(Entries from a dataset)

※

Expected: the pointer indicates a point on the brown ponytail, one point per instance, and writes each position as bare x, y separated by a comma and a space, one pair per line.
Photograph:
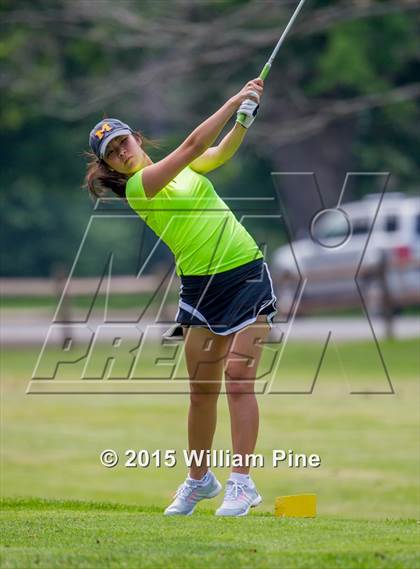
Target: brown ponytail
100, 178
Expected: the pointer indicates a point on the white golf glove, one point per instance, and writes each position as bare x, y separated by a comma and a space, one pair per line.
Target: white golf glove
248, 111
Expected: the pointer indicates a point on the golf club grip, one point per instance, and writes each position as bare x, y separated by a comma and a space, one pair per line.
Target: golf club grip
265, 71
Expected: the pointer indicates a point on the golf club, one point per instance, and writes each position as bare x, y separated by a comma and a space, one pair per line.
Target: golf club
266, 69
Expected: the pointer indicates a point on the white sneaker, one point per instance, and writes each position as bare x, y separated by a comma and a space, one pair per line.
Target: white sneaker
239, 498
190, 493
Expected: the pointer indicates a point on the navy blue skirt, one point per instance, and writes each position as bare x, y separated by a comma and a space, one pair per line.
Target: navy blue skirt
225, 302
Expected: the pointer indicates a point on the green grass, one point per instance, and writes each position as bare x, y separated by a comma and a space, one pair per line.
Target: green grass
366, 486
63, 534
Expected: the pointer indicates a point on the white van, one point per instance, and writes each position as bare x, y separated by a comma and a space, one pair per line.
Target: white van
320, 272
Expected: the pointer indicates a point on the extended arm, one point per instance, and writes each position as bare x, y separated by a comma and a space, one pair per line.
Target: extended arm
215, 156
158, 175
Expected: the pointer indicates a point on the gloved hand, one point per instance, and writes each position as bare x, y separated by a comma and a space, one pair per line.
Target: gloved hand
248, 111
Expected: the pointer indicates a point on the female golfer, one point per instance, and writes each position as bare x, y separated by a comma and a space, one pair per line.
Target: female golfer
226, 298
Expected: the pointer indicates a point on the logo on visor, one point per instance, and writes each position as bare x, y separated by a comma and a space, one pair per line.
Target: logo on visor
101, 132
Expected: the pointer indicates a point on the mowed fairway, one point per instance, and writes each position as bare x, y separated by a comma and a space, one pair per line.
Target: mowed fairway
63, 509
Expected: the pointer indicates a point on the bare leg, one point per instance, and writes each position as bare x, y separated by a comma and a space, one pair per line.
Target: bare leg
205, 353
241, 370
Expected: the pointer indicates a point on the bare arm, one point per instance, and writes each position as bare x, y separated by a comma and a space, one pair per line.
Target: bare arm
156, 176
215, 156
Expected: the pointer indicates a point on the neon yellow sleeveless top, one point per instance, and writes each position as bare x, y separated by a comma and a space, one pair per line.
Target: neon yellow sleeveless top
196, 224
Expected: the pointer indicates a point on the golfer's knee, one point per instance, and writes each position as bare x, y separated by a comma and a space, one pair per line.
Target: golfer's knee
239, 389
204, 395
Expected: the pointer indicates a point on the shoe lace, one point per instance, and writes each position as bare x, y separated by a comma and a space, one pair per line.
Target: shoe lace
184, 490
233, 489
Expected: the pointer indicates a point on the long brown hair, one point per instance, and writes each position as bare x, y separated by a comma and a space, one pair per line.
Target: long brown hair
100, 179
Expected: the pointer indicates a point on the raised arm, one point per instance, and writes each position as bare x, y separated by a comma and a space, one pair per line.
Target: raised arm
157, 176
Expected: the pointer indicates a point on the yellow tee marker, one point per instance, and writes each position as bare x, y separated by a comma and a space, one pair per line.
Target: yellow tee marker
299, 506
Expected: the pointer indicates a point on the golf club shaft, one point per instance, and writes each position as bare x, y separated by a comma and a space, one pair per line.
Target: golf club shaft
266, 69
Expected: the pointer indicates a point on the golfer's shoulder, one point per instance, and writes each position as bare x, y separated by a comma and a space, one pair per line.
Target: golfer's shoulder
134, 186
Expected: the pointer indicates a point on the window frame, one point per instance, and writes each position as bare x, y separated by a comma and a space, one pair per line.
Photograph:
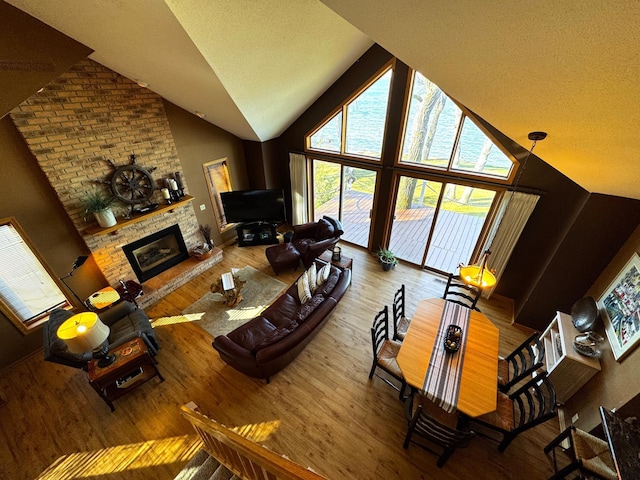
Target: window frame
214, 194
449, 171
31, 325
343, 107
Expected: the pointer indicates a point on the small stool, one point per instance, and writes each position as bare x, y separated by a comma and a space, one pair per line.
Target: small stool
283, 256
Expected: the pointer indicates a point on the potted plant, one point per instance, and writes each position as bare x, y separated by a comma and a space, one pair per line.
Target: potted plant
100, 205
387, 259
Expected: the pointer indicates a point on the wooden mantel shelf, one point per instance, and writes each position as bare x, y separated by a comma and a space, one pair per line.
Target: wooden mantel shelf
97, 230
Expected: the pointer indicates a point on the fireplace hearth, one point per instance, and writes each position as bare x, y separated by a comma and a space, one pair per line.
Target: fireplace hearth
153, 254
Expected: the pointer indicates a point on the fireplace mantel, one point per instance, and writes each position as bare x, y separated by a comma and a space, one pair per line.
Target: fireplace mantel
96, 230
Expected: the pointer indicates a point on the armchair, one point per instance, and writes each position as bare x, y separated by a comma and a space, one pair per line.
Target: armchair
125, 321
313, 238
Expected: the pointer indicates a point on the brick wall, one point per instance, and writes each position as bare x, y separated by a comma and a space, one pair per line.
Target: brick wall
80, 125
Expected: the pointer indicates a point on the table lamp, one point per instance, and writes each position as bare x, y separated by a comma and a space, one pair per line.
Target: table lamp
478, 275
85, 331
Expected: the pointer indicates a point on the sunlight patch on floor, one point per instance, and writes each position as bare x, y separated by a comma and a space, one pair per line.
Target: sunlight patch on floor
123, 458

※

-- Instructions for the task --
Output the line containing "Expected: the pointer indicates a point on the window" and each line after it, through the end of the material, exactly as given. No pictures belong in the output.

-- Exercise response --
Expected: the pointer indicates a point on the window frame, one point per instance, and writes each position as bare x, y separated by a comma and a space, one pair per line.
Photograph:
Target: window frame
214, 194
449, 171
31, 325
343, 107
Expected: the pointer indicates a point on the small stool, one point per instance, and writes each position as bare x, y separated by a comma and a space, one pair per line.
Target: small stool
283, 256
Expected: the pointer indicates a point on the potted plant, one point per instance, and writes each position as bare x, y separated by a comma and a space, one pair per line.
Target: potted plant
100, 205
387, 259
Expected: the pointer indicates a point on the wooden mantel shelf, one point per instance, and writes each position as bare x, y separated by a comma and a space, one pair per line.
Target: wooden mantel shelf
97, 230
Expected: the pointer indicates a point on the fireplace hearth, one point per instance, and writes each position as bare x, y separated by a comma and a space, one pair per line.
Target: fireplace hearth
153, 254
Expected: the pointer indicates a point on the fireplace mantel, one point per instance, and writes each position as bare x, y separated by a comma and a space, one pair per line.
Target: fireplace mantel
96, 230
Expected: the pointer indicates a point on the armchair, one point per instance, and writes each position as bare x, y separated by a comma and a space, one pair per line.
Target: armchair
125, 321
313, 238
Expected: the pointer indicates a point on the brick wall, one point per instance, and writes each position as bare x, y separated by a comma and a space, one pair per line.
Target: brick wall
80, 125
Expected: the pointer indicates a point on the table lamp, one point per instance, and writes each position as bare x, y separated by a comma and a space, one pair per line.
Target: table lamp
478, 275
85, 331
Expected: the pointer indicates a point on the sunlight patch on floor, one point per instance, and writes each position as bare x, y separated by a comma and a space, one pair per line.
Target: sunlight patch on floor
123, 458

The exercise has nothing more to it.